_Text extract:_
┌──
Write to Express, Not to Impress - mese848
https://twitter.com/meseali/status/1288100672504832006
======
zimpenfish
Eh, it's basically Strunk & White in tweet thread form and we know how
professional grammarians and linguists view that (extremely poorly.)

First one out of the gate has a terrible example:

> NO: The child cried loudly. > YES: The child screamed.

There's a significant difference between those two actions.

#3 is the classic "Avoid the passive voice".

#8 has another terrible example:

> NO: I made a decision to exercise daily. > YES: I decided to exercise daily.

"I made a decision" gives the impression of a process that ended in the
decision - perhaps after contemplation of a midriff that's expanded beyond
existing clothes.

"I decided" is just "bang decision" with no context. It gives you no feeling
for what's happening.

#9 is the also classic "Cut wordy phrases".

#12 is another terrible example:

> NO: The living room lacks sunlight. > YES: The living room is dark.
└──
_Records:_
┌──
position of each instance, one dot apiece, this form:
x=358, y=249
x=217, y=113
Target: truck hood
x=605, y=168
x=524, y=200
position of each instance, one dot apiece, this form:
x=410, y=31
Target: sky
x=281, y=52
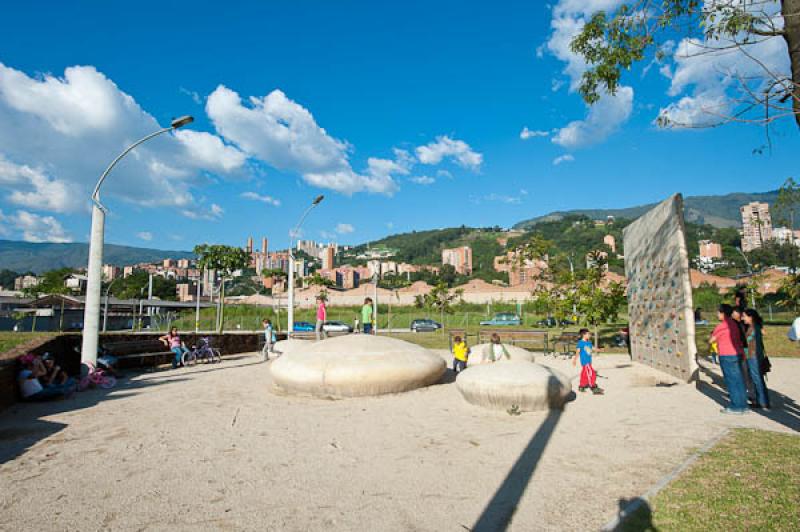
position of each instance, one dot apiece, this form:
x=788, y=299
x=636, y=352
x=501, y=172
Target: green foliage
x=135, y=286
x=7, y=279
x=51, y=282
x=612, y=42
└──
_Written tasks:_
[A] Answer these from the writing-advice thread:
(i) Which numbered tip does the commenter call the classic "Avoid the passive voice"?
(ii) What rewrite does tip #8 give for "I made a decision to exercise daily"?
(iii) What sentence does tip #12 prefer to "The living room lacks sunlight"?
[B] Reproduce the writing-advice thread from "Write to Express, Not" to "that (extremely poorly.)", without changing a word.

_Results by task:_
[A]
(i) Tip #3.
(ii) "I decided to exercise daily."
(iii) "The living room is dark."

[B]
Write to Express, Not to Impress - mese848
https://twitter.com/meseali/status/1288100672504832006
======
zimpenfish
Eh, it's basically Strunk & White in tweet thread form and we know how
professional grammarians and linguists view that (extremely poorly.)